(Object position labeling entries)
^^^^^^^^
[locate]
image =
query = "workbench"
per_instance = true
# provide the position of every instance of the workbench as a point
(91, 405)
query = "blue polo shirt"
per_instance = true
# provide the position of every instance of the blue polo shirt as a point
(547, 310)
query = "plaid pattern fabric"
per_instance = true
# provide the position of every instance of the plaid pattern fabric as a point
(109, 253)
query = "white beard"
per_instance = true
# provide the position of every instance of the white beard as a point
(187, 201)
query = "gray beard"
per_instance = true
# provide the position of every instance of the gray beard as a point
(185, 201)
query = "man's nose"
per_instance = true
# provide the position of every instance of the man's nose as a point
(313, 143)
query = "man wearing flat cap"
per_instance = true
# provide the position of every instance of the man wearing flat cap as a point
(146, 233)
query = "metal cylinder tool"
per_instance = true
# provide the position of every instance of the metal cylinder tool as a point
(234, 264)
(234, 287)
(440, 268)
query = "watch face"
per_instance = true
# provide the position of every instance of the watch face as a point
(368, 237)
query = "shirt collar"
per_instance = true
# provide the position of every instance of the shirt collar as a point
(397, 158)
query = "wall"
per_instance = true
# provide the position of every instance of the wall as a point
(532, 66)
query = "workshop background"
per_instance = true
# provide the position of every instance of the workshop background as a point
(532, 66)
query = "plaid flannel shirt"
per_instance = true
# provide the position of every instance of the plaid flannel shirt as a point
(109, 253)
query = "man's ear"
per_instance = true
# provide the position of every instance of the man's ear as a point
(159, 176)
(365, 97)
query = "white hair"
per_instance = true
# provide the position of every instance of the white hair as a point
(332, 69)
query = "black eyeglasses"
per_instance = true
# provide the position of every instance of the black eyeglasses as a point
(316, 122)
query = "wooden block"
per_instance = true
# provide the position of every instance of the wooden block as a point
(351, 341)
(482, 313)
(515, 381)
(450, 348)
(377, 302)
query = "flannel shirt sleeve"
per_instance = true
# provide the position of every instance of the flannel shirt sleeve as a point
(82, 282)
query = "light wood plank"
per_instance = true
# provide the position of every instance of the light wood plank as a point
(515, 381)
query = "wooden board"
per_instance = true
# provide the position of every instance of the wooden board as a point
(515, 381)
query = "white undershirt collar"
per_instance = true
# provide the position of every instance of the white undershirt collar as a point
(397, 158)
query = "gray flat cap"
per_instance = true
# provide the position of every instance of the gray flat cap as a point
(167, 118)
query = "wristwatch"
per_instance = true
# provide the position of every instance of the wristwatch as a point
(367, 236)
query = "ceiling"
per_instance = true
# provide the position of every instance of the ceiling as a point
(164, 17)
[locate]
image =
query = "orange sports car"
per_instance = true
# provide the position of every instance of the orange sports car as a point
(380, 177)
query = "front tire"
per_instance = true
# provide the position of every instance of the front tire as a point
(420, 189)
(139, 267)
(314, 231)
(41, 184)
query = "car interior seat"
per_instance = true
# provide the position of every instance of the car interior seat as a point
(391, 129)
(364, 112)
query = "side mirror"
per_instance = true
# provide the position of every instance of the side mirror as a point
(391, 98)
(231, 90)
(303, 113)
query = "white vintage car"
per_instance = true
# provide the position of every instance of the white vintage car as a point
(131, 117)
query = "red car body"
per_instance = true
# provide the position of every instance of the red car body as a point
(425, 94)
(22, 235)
^^^^^^^^
Please set down each line of the records exactly as given.

= OUTPUT OF THE EXERCISE =
[locate]
image =
query = "workbench"
per_instance = true
# provide the position of every instance of the workbench as a point
(91, 405)
query = "blue polo shirt"
per_instance = true
# provide the position of every instance of the blue polo shirt as a point
(547, 310)
query = "plaid pattern fabric"
per_instance = true
# provide the position of every instance of the plaid pattern fabric as a point
(109, 253)
query = "white beard"
per_instance = true
# provide the position of every instance of the white beard as a point
(187, 201)
query = "gray beard"
per_instance = true
# provide the position of every instance of the gray beard as a point
(185, 201)
query = "man's nose"
per_instance = true
# provide the position of every instance of the man's nose as a point
(313, 143)
query = "man wearing flat cap"
per_instance = true
# provide the position of every instance of the man wearing flat cap as a point
(146, 233)
query = "metal cylinder tool"
per_instance = true
# provide the position of every instance of the metal cylinder tool as a point
(234, 264)
(234, 287)
(440, 268)
query = "watch face"
per_instance = true
# provide the position of every instance of the watch face as a point
(368, 237)
query = "shirt collar"
per_instance = true
# provide the position of every instance of the shirt collar as a point
(397, 158)
query = "wall"
per_instance = true
# provide the position of every instance of the wall as a point
(532, 66)
query = "workshop background"
per_instance = true
# provide the position of every instance of the workshop background as a point
(532, 66)
query = "plaid flannel shirt"
per_instance = true
# provide the position of every instance of the plaid flannel shirt as a point
(109, 253)
query = "man's ear"
per_instance = true
# provide the position of every instance of the man's ear as a point
(159, 176)
(365, 97)
query = "white hair"
per_instance = true
# provide the position of every instance of the white hair as a point
(332, 69)
query = "black eyeglasses"
per_instance = true
# provide the position of every instance of the black eyeglasses as a point
(316, 122)
query = "wooden block"
per_instance = true
# provide the position of every instance of the wooden block as a point
(351, 341)
(482, 313)
(515, 381)
(450, 348)
(377, 302)
query = "flannel shirt sleeve"
per_instance = true
# provide the position of every instance of the flannel shirt sleeve as a point
(82, 282)
query = "light wood plank"
per_instance = true
# provide the position of every instance of the light wood plank as a point
(515, 381)
query = "wooden board"
per_instance = true
# provide the position of every instance of the wooden board as a point
(515, 381)
query = "white undershirt collar"
per_instance = true
# provide the position of every instance of the white undershirt collar as a point
(397, 158)
query = "gray flat cap"
per_instance = true
# provide the position of every instance of the gray flat cap as a point
(167, 118)
query = "wristwatch"
per_instance = true
# provide the position of every instance of the wristwatch as a point
(367, 236)
query = "ceiling"
per_instance = true
# provide the position of every instance of the ceiling as a point
(164, 17)
[locate]
image =
query = "orange sports car"
per_instance = true
# provide the position of every instance of the orange sports car as a point
(380, 177)
query = "front tire"
per_instance = true
# provide the position of every instance of the front tire as a point
(420, 189)
(139, 267)
(314, 231)
(41, 184)
query = "car interior seat"
per_instance = true
# provide the position of every instance of the car interior seat as a point
(391, 129)
(364, 112)
query = "side mirror"
per_instance = true
# provide the position of every instance of the side mirror as a point
(391, 98)
(231, 90)
(303, 113)
query = "white vintage car"
per_instance = true
# provide the position of every instance of the white vintage car as a point
(131, 117)
query = "red car body"
per_instance = true
# provide the position of every instance of the red car body as a point
(425, 94)
(22, 235)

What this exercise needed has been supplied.